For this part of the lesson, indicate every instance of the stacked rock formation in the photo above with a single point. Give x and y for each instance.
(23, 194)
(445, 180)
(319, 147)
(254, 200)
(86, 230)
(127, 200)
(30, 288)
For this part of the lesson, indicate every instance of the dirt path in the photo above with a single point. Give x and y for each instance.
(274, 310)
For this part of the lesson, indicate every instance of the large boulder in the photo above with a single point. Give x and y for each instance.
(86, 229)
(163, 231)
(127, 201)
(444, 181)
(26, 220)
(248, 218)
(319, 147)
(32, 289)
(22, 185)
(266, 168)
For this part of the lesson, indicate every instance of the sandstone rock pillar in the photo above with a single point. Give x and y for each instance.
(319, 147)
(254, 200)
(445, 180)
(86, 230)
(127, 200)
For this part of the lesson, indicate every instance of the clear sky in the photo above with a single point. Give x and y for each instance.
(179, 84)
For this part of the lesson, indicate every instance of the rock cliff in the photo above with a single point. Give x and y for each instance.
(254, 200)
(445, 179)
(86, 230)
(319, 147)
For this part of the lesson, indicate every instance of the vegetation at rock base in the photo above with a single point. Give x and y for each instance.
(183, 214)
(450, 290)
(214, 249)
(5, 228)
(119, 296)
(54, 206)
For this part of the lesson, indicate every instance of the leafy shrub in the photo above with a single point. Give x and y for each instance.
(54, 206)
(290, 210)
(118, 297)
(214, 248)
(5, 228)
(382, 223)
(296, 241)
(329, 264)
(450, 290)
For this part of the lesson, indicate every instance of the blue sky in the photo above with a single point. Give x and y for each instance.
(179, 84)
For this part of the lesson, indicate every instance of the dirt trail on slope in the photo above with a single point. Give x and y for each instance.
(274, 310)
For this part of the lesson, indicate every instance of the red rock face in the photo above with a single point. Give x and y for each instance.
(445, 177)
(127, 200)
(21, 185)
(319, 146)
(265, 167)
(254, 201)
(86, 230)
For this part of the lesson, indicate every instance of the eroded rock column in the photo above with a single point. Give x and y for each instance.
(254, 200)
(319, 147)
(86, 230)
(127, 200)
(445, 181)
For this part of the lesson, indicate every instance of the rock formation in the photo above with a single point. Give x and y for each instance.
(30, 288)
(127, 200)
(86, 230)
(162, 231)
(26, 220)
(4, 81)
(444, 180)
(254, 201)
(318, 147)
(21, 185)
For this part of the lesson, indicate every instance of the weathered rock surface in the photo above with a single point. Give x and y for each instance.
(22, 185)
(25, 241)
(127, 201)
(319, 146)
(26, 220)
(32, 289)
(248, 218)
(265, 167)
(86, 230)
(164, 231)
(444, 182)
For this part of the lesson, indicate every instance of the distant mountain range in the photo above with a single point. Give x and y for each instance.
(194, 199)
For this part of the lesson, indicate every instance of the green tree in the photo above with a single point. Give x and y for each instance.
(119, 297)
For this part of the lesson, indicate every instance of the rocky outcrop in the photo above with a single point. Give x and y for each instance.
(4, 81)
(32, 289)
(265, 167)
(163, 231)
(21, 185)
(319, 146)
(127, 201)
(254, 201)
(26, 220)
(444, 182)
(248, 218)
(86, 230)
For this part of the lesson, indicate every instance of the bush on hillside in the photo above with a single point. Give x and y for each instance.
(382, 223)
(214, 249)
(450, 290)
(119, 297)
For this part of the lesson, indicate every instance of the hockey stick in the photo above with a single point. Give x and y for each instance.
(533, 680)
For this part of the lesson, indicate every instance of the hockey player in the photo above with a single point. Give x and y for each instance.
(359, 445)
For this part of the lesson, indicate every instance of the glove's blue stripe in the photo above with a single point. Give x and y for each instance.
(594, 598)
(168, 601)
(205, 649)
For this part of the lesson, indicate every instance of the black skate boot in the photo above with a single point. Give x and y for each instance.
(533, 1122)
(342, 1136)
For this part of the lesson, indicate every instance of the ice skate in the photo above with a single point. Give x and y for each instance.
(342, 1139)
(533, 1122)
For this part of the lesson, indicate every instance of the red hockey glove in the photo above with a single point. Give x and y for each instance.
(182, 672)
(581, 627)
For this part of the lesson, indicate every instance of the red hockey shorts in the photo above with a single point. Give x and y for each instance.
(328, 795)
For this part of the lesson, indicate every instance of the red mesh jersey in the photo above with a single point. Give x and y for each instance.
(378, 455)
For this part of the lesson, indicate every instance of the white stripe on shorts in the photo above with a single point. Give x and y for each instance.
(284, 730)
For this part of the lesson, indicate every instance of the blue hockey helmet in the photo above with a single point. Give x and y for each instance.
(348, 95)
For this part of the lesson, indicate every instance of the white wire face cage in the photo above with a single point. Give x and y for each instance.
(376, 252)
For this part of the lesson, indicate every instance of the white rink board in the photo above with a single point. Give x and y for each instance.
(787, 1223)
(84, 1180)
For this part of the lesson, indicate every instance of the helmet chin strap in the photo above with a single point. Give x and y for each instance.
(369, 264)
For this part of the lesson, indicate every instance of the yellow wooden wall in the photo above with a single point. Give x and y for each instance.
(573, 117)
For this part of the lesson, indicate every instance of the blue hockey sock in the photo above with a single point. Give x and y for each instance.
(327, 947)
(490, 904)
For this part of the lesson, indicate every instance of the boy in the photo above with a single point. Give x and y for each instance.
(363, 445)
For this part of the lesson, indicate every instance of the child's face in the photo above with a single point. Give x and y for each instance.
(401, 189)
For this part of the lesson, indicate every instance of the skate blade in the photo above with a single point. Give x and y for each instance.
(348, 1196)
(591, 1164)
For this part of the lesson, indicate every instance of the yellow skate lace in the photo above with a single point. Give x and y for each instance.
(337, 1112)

━━━━

■ INSTRUCTIONS TO FOLLOW
Transcribe all entries exactly as they are given.

■ SOLUTION
For this part of the lesson, indicate every instance of the stacked rock formation in the photo above with a single point. Give x and y for each instance.
(23, 194)
(445, 180)
(319, 147)
(254, 200)
(86, 230)
(127, 200)
(30, 288)
For this part of the lesson, indicate every instance of the dirt path in the photo above with a single point. Give x and y for each instance.
(274, 310)
For this part of the lesson, indicate every instance of the large boulder in the photo above with a single point. Give x and y for each instance.
(86, 229)
(163, 231)
(127, 201)
(444, 181)
(26, 220)
(248, 218)
(319, 147)
(32, 289)
(22, 185)
(266, 168)
For this part of the lesson, indicate every instance of the sandstone rock pillar in the photo above with a single point. Give x and y for each instance.
(319, 147)
(254, 200)
(445, 180)
(86, 230)
(127, 200)
For this part of the lesson, indicate every instance of the clear sky in the photo above with a single point. Give x and y for each instance.
(179, 84)
For this part of the lesson, indicate every instance of the rock cliff in the photo above with a single point. Give x and y for each instance.
(254, 200)
(445, 179)
(86, 230)
(319, 147)
For this part of the lesson, indicate every instance of the vegetation at rock base in the photo above with a single point. Give x and y for each instance.
(183, 214)
(450, 290)
(214, 249)
(5, 228)
(119, 296)
(54, 206)
For this part of the lesson, indicate every instance of the leafy shrub in the photo above with a single point. Give x and y for each instance.
(54, 206)
(290, 210)
(118, 297)
(214, 248)
(5, 228)
(382, 223)
(296, 241)
(329, 264)
(450, 290)
For this part of the lesson, indicate every instance of the blue sky in the photo above with a single point. Give x and y for each instance.
(179, 84)
For this part of the lesson, indicate every instance of the dirt trail on slope in the photo above with a single point. Give x and y for each instance.
(274, 310)
For this part of the lesson, indicate every instance of the red rock face in the photo above with a single point. Give x and y for each instance.
(445, 177)
(127, 200)
(21, 185)
(319, 146)
(265, 167)
(254, 201)
(86, 230)
For this part of the lesson, indicate every instance of the eroded rock column in the photo above with a single point. Give x and y for each instance.
(254, 200)
(319, 147)
(86, 230)
(127, 200)
(445, 181)
For this part of the lesson, indicate every instance of the rock formation in the photo above with a single point. Give x and y for each instance.
(30, 288)
(127, 200)
(86, 230)
(162, 231)
(26, 220)
(4, 81)
(444, 180)
(254, 201)
(318, 147)
(21, 185)
For this part of the lesson, indicate every instance of the weathered rock surface in the photo above with a single point. Give x and y for each instance.
(22, 185)
(25, 241)
(127, 201)
(319, 146)
(26, 220)
(32, 289)
(248, 218)
(265, 167)
(86, 230)
(164, 231)
(444, 182)
For this part of the lesson, indicate every instance of the distant mountain range in the photo above with a single point. Give x and y for each instance.
(194, 199)
For this part of the lesson, indicate every instance of the green tree in the photo above with a single point. Give x and y for each instance.
(119, 297)
For this part of the lesson, indicate every instance of the rocky outcrop in the photo above with a single point. Give x and y for each instance.
(4, 81)
(32, 289)
(265, 167)
(163, 231)
(21, 185)
(319, 146)
(127, 201)
(254, 201)
(26, 220)
(444, 182)
(248, 218)
(86, 230)
For this part of the lesson, indicate every instance of the bush on hillside in the photo above with a single point. Give x and y for each instance.
(382, 223)
(214, 249)
(450, 290)
(119, 297)
For this part of the lesson, indicate every instance of the hockey stick in the photo above with a single point. Give x and y for each instance.
(533, 680)
For this part of the lesson, indicate every instance of the hockey player in the photo above with a single point. Give x and y for each instance.
(359, 445)
For this part of the lesson, indicate every instance of the glove's blue stripe in the photo above with a single point. Give x and y for each instance.
(594, 598)
(168, 601)
(205, 649)
For this part of the lesson, indicate every instance of the black skate boot in the photo above with a single point. Give x and y for each instance.
(533, 1122)
(342, 1136)
For this part of the lesson, indicate every instance of the ice skate in the photo above with a single point. Give x and y for each instance.
(342, 1139)
(533, 1122)
For this part of the lesson, indicate every instance of the red hockey glove in the photo above with a single point. Give x and y for each instance.
(182, 672)
(581, 627)
For this part of the lesson, indicate every instance of the red hockey shorts in the photo above with a single point. Give x and y for each instance.
(328, 795)
For this part of the lesson, indicate every instance of the red mesh jersey in the photo above with a single point. Give x and y for each instance.
(378, 455)
For this part of the lesson, indicate every instance of the white stripe on shorts in the photo above with a single point. Give x and y for each instance.
(284, 730)
For this part of the lesson, indicate every instance of the blue hockey helmet in the photo above with a single point. Give x and y for each instance.
(348, 95)
For this part of the lesson, indicate every instance of the white wire face cage in the photo above with a single point. Give x and y for each instance.
(376, 252)
For this part of the lesson, indicate every instance of the white rink board in the photo above with a single point. Give x and y for each instance.
(787, 1223)
(84, 1180)
For this part of the lesson, indicate every instance of the helmet chin strap in the photo above with a single point. Give x and y for each instance.
(369, 264)
For this part of the lesson, indicate every instance of the yellow wooden wall in the photo above with a single point. Give x and y for each instance.
(573, 117)
For this part of the lesson, indicate every instance of the blue hockey sock in the photo above with a single point. Give x and y for each instance.
(327, 947)
(490, 904)
For this part of the lesson, indicate every instance of the boy in the photo above with a single point. Give x and y for each instance.
(363, 445)
For this part of the lesson, indicate every instance of the child's face in the photo above with a single point. Give x and y for each instance.
(401, 189)
For this part of the lesson, indicate every instance of the skate blade in the photo above with a single point. Give x and y for each instance.
(348, 1196)
(591, 1164)
For this part of the lesson, indicate every instance of the yellow skate lace in the photo above with a single point. Give x and y for each instance.
(337, 1112)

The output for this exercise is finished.